Activity: Reproduce the material below line by line, beginning with its first line and ending with the line that contains "Box every wooden plank you see."; leave out pictures.

Records for processing:
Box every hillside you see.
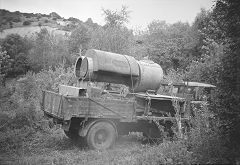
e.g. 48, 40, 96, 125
0, 26, 71, 39
0, 9, 98, 38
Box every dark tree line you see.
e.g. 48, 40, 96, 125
213, 0, 240, 149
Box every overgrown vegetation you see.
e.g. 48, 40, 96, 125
0, 1, 240, 164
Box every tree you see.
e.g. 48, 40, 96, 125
23, 20, 31, 26
185, 8, 225, 85
0, 46, 12, 86
85, 6, 134, 54
1, 34, 31, 76
28, 28, 52, 71
144, 20, 194, 72
102, 5, 130, 27
29, 28, 71, 71
68, 24, 91, 54
213, 0, 240, 148
89, 26, 134, 55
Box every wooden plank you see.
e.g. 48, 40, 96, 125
62, 97, 135, 120
43, 91, 62, 118
43, 90, 135, 121
59, 84, 87, 97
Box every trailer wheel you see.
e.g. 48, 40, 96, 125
86, 121, 116, 150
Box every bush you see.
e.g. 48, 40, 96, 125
37, 15, 42, 20
0, 126, 35, 155
137, 101, 231, 164
0, 64, 76, 156
23, 20, 31, 26
186, 104, 230, 164
137, 141, 194, 165
1, 65, 75, 125
11, 16, 21, 23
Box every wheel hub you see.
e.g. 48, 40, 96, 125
95, 130, 107, 144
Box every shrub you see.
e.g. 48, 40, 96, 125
186, 103, 230, 164
137, 101, 231, 164
0, 64, 76, 155
1, 65, 75, 127
0, 126, 35, 155
137, 141, 194, 165
12, 16, 21, 23
23, 20, 31, 26
33, 64, 76, 93
37, 15, 42, 20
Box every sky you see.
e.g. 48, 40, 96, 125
0, 0, 215, 29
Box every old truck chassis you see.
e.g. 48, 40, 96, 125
42, 89, 188, 150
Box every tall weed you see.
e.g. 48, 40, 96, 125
137, 101, 231, 164
186, 102, 230, 164
0, 64, 76, 155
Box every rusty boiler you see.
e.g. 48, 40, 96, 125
75, 49, 163, 92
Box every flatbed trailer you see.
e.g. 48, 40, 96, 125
42, 89, 189, 150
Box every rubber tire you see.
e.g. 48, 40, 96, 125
86, 121, 116, 150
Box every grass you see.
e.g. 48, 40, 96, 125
0, 129, 149, 165
0, 126, 202, 165
0, 109, 233, 165
0, 77, 233, 165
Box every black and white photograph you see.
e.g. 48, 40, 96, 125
0, 0, 240, 164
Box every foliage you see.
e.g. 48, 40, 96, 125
137, 102, 231, 164
213, 0, 240, 150
0, 9, 21, 29
1, 34, 30, 59
0, 64, 76, 157
23, 20, 31, 26
28, 28, 74, 71
68, 24, 91, 53
32, 64, 76, 94
68, 17, 81, 23
0, 46, 13, 85
50, 12, 61, 19
102, 5, 130, 27
186, 102, 230, 164
137, 141, 194, 165
185, 44, 223, 84
1, 34, 31, 76
143, 20, 196, 72
90, 26, 134, 54
163, 69, 184, 84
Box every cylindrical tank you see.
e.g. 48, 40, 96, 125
75, 49, 163, 92
134, 60, 163, 92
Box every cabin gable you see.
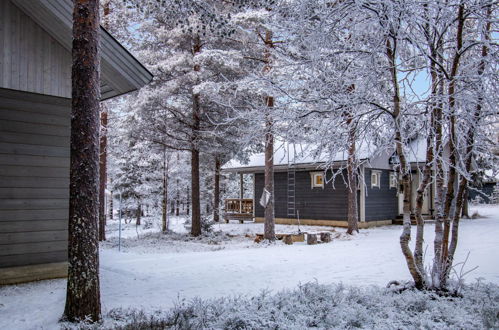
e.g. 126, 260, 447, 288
0, 0, 71, 98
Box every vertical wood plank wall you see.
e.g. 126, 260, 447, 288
0, 0, 71, 99
0, 88, 70, 268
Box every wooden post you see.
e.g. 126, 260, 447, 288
239, 172, 244, 213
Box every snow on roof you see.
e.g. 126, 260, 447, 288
405, 138, 428, 163
223, 140, 377, 171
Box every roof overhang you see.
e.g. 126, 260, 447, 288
223, 159, 369, 174
12, 0, 153, 100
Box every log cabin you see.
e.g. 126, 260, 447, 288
0, 0, 152, 284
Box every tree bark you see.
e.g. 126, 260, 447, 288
189, 35, 201, 236
443, 3, 491, 287
387, 37, 425, 289
186, 186, 189, 215
213, 157, 221, 222
162, 148, 168, 232
441, 3, 465, 273
346, 110, 358, 235
191, 146, 200, 236
109, 185, 113, 220
64, 0, 101, 322
263, 29, 275, 241
136, 202, 141, 226
264, 110, 275, 241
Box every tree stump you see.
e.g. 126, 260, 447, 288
307, 233, 318, 245
320, 232, 332, 243
283, 235, 293, 245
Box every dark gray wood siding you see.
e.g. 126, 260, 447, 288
364, 169, 398, 221
255, 170, 350, 221
0, 88, 69, 268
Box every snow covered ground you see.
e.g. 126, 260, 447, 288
1, 204, 498, 329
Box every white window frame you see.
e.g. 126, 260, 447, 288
389, 172, 398, 189
371, 170, 381, 188
310, 172, 324, 189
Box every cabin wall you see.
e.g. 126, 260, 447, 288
468, 182, 497, 204
0, 88, 70, 269
0, 0, 71, 98
255, 170, 350, 221
364, 168, 398, 221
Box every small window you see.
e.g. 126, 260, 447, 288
311, 172, 324, 188
389, 173, 398, 189
371, 170, 381, 188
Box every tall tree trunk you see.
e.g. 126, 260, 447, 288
432, 71, 446, 285
264, 111, 275, 241
387, 37, 425, 289
263, 29, 275, 241
64, 0, 101, 322
213, 157, 221, 222
432, 3, 465, 288
443, 3, 491, 287
346, 110, 358, 235
98, 108, 107, 242
191, 147, 200, 235
190, 35, 201, 236
441, 3, 465, 272
162, 148, 168, 232
413, 19, 441, 276
136, 201, 141, 226
186, 197, 188, 214
109, 183, 113, 220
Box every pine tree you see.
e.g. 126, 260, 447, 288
63, 0, 101, 322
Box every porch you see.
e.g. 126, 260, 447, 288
223, 198, 254, 223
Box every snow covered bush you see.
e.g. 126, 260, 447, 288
68, 281, 499, 329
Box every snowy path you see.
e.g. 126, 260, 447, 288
1, 205, 498, 329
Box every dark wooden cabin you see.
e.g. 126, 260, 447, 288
223, 142, 399, 228
0, 0, 152, 285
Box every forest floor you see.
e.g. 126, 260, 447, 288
0, 204, 498, 329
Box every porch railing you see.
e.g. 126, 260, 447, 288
224, 198, 253, 214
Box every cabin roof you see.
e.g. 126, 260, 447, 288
222, 137, 442, 174
11, 0, 153, 100
222, 140, 376, 173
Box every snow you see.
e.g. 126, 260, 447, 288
405, 137, 429, 163
1, 204, 498, 329
223, 139, 381, 171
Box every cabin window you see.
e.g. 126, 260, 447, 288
389, 173, 398, 189
371, 170, 381, 188
311, 172, 324, 188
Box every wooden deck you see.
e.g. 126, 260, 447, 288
224, 198, 254, 223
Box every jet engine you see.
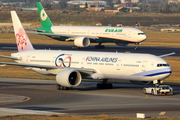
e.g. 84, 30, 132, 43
115, 42, 129, 46
74, 37, 90, 47
56, 69, 82, 87
130, 80, 152, 85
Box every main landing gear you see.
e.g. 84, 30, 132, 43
95, 43, 105, 49
56, 79, 113, 90
97, 79, 113, 89
72, 46, 80, 49
56, 84, 73, 90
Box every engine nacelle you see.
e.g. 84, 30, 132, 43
115, 42, 129, 46
130, 80, 152, 85
74, 37, 90, 47
56, 69, 82, 87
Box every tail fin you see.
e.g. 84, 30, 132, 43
11, 11, 34, 52
36, 2, 53, 27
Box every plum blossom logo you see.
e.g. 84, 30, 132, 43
55, 54, 71, 67
15, 27, 28, 50
40, 9, 47, 21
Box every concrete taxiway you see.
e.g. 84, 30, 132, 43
0, 78, 180, 118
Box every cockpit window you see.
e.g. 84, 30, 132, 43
157, 64, 169, 67
138, 33, 145, 35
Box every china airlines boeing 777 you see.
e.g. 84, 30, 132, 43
0, 11, 174, 90
31, 2, 147, 49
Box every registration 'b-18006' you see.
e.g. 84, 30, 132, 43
0, 11, 174, 90
27, 2, 147, 50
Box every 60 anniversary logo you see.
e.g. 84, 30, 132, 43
55, 54, 71, 67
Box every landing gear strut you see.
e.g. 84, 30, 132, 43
153, 80, 163, 87
72, 46, 80, 49
95, 43, 105, 49
56, 84, 73, 90
135, 43, 139, 50
97, 79, 113, 89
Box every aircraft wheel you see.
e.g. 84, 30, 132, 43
143, 88, 146, 94
56, 84, 61, 90
97, 83, 101, 89
97, 83, 112, 89
95, 45, 105, 49
72, 46, 80, 49
151, 89, 154, 95
56, 85, 73, 90
135, 47, 138, 50
61, 86, 68, 90
68, 87, 73, 90
107, 83, 113, 89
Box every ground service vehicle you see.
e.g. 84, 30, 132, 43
143, 85, 173, 95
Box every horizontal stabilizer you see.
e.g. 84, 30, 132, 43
0, 55, 21, 60
25, 29, 45, 32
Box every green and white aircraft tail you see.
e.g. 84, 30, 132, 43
36, 2, 53, 28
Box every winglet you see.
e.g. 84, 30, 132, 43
36, 2, 53, 27
11, 11, 34, 52
159, 52, 175, 58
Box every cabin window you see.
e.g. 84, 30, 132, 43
136, 61, 141, 63
30, 60, 50, 62
72, 32, 86, 34
123, 64, 139, 67
105, 63, 113, 65
58, 32, 66, 33
71, 62, 79, 64
103, 33, 110, 35
116, 33, 125, 35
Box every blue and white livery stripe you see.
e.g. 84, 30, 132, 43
132, 68, 172, 77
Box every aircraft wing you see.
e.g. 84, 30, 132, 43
26, 31, 99, 39
0, 62, 96, 74
159, 52, 175, 58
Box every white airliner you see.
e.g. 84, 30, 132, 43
0, 11, 174, 90
32, 2, 147, 49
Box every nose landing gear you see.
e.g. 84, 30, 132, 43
135, 43, 139, 50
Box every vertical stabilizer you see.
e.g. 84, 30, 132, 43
36, 2, 53, 27
11, 11, 34, 52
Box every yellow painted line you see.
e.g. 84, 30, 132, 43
159, 111, 166, 115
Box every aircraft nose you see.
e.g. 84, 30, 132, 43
140, 34, 147, 42
167, 67, 172, 75
161, 67, 172, 79
137, 33, 147, 42
143, 34, 147, 40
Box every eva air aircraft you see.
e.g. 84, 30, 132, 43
35, 2, 146, 49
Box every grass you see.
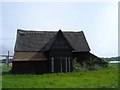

The answer:
Box every hillside you see.
e.g. 48, 40, 96, 125
0, 26, 71, 39
0, 9, 98, 38
Box every dark tree line you see.
e.g. 48, 40, 96, 125
213, 0, 240, 149
Box every overgrown vegetation you see.
e.g. 48, 40, 96, 125
0, 1, 240, 164
Box every tree you see.
e.g. 48, 40, 96, 125
23, 20, 31, 26
185, 8, 225, 85
0, 46, 12, 86
85, 6, 134, 54
1, 34, 31, 76
28, 28, 52, 71
144, 20, 194, 72
102, 5, 130, 27
29, 28, 71, 71
68, 24, 91, 54
213, 0, 240, 148
89, 26, 134, 55
Box every wooden plank you see.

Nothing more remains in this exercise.